_TASK REQUIREMENTS_. Please continue the speech on national security priorities below, picking up right after its final sentence.

── GIVEN TEXT

We need to improve our planning and better integrate our efforts to counter weapons of mass destruction. We need to proceed with a replacement for the Ohio Class ballistic missile submarine. We need to proceed with the new long range bomber that is capable of delivering conventional and nuclear weapons. We need to proceed with the replacement tanker. We need to proceed with the analysis of alternatives for a land-based ballistic missile. We need to proceed with life extension programs for our nuclear weapons and invest and modernize the weapons complex. We need to upgrade our command, control and communication systems. We need to improve the resilience of our space and cyberspace capabilities, our situational awareness in these newest domains, and our ability to defend our critical infrastructure. We need to enhance our ISR capabilities and need to better manage and synchronize the supporting, processing, exploitation and dissemination capabilities. It's time to bring the data to the analysts and to federate their efforts. We need to leverage our sensors more effectively with more effective networking and data sharing. We need to do all that before lunch. [Laughter]. I was just seeing if you all were paying attention here. Maybe we even need to do all that a little bit past lunch.
We also need to get better electronic warfare. We need to practice how to operate in a degraded space and cyberspace environment. We need to improve our understanding of our adversaries and our mission context. We need to review our plans and improve our decision processes and command relations.
In short, the new national security reality calls for a new strategic approach that promotes agile, decentralized action from fully integrated, I would say fully interdependent and resilient joint forces. In fact I believe not only have our joint forces become interdependent, but I believe our joint commands have also become interdependent. We cannot afford to get this wrong. We know that fiscal security is national security. The United States won the Cold War for many reasons, but at least in part we know the Soviet Union could not compete with the United States economically. I don't want to be on that side of the equation in the future.

────
── DATA SHOWN

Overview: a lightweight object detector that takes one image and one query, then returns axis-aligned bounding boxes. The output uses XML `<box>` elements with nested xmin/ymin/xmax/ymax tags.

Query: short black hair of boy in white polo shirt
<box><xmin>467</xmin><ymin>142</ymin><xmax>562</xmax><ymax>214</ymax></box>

────

_ANSWER BOX_.
Now it's easy for a combatant commander to lay out a list of needs like I just gave. It's harder for a service chief to deliver on the list. But I would offer that virtually everything I've listed is already in the budget. No question we have to make hard choices and programmatic adjustments have been made. More will have to be made. But the essentials of STRATCOM's portfolio remain in place in the fiscal year '13 budget request. In some cases the needs I mentioned can be addressed without adding to the budget at all. Better plans and processes are cases in point.
The challenges will be keep the investment in place and to avoid a hollow force as we go forward. This will not be easy, but the new defense strategy does in fact lay out a way ahead. It's about priorities.
I'm privileged to lead a command that's seen a significant evolution in its mission responsibilities and capabilities. Essentially today STRATCOM is brought together to do two things. First and foremost, to deter attack and assure our allies with a combination of capabilities that goes far beyond the highest end nuclear deterrent. But second is to employ that force if deterrence fails.
We find ourselves applying many of STRATCOM's formidable capabilities every day, but usually as a supporting command and usually supporting multiple commands simultaneously. As I tell many of the folks who come to visit us in Omaha, this is not your father's Strategic Command, nor is it your grandfather's Strategic Air Command. In fact some of our visitors say that the whirring sound you hear in Omaha is Curtis LeMay spinning in his grave. I never had the opportunity to meet General LeMay, but I would think that if he's spinning, I don't think it's because he's dissatisfied. I think he might be a little impatient that it's taken us this long to get to the point where we're addressing some of these new challenges.
I think General LeMay understood something. I think he understood you had to deal with today's problems and prepare for tomorrow's problems, not remember yesterday's.
I think he would also recognize that success breeds success.
The old SAC, his companion organization, the Joint Strategic Partner Planning Staff, and the original United States Strategic Command that was formed in 1992 were extraordinarily successful. Despite the dire possibility of nuclear holocaust or maybe because of it, deterrence worked. We've seen our nuclear arsenal shrink from over 30,000 warheads at the height of the Cold War to the 1,550 operationally deployed nuclear weapons we will have once the New START Treaty is fully implemented. That's an extraordinary achievement. It's a tremendous success.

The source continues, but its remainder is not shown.